GIVEN INSTRUCTION
Print the listing below line for line, with every character kept the same.

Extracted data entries
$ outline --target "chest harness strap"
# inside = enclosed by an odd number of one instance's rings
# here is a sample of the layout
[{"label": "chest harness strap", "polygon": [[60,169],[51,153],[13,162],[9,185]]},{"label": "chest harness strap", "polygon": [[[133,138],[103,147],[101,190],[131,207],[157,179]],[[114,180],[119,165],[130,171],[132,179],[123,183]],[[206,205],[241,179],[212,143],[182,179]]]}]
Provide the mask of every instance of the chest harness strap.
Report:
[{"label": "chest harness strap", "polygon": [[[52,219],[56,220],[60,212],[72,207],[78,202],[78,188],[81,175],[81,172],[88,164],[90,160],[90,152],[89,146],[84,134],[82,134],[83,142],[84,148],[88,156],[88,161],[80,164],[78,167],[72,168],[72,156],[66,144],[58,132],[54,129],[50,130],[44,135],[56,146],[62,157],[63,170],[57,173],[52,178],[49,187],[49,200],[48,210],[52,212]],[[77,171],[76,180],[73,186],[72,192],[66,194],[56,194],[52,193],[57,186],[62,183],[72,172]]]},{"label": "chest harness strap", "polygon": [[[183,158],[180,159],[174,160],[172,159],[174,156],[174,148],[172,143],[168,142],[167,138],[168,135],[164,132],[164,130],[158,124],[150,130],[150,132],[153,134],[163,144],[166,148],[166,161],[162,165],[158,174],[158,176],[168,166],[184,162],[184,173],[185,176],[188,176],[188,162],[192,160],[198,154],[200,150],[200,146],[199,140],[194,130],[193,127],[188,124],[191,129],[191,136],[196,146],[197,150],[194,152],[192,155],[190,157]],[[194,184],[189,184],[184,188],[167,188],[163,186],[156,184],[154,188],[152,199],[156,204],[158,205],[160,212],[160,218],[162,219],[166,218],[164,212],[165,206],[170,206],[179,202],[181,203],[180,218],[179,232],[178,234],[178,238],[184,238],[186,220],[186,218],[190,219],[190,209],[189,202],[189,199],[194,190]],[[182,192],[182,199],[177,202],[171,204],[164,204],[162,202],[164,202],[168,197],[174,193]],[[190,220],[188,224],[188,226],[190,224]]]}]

COMPLETED EXERCISE
$ outline --target "chest harness strap"
# inside = enclosed by an odd number of one instance's rings
# here is a sample of the layout
[{"label": "chest harness strap", "polygon": [[60,169],[51,153],[13,162],[9,185]]},{"label": "chest harness strap", "polygon": [[[133,138],[103,147],[101,190],[131,207],[157,179]],[[114,180],[119,165],[130,171],[132,179],[123,183]],[[206,205],[241,179],[212,143],[182,179]]]}]
Provide the mask of every instance of the chest harness strap.
Report:
[{"label": "chest harness strap", "polygon": [[[52,219],[56,220],[60,212],[72,207],[78,202],[78,188],[81,175],[81,172],[88,164],[90,160],[90,152],[89,146],[84,134],[82,134],[83,142],[84,148],[88,156],[88,161],[80,164],[78,167],[72,168],[72,156],[66,144],[58,132],[54,129],[50,130],[44,135],[56,146],[62,157],[63,170],[57,173],[52,178],[49,187],[49,200],[48,210],[52,212]],[[77,171],[76,180],[73,186],[72,192],[66,194],[56,194],[52,193],[57,186],[62,183],[72,172]]]},{"label": "chest harness strap", "polygon": [[[183,158],[180,159],[174,160],[172,159],[174,156],[174,148],[172,143],[168,142],[167,138],[168,135],[164,132],[164,130],[158,124],[150,130],[150,132],[153,134],[163,144],[166,148],[166,161],[162,165],[158,174],[158,176],[168,166],[184,162],[184,173],[185,176],[188,176],[188,162],[192,160],[198,154],[200,150],[200,146],[199,140],[194,130],[193,127],[188,124],[191,129],[191,136],[196,146],[197,150],[194,152],[192,155],[190,157]],[[194,184],[189,184],[184,188],[167,188],[163,186],[156,184],[154,188],[152,199],[156,204],[158,205],[160,212],[160,218],[162,219],[166,218],[164,212],[165,206],[170,206],[179,202],[181,203],[180,218],[179,232],[178,234],[178,238],[184,238],[186,220],[186,218],[190,219],[190,209],[189,202],[189,199],[194,190]],[[182,192],[182,199],[177,202],[171,204],[164,204],[162,202],[164,202],[168,197],[174,193]],[[190,220],[188,224],[188,226],[190,224]]]}]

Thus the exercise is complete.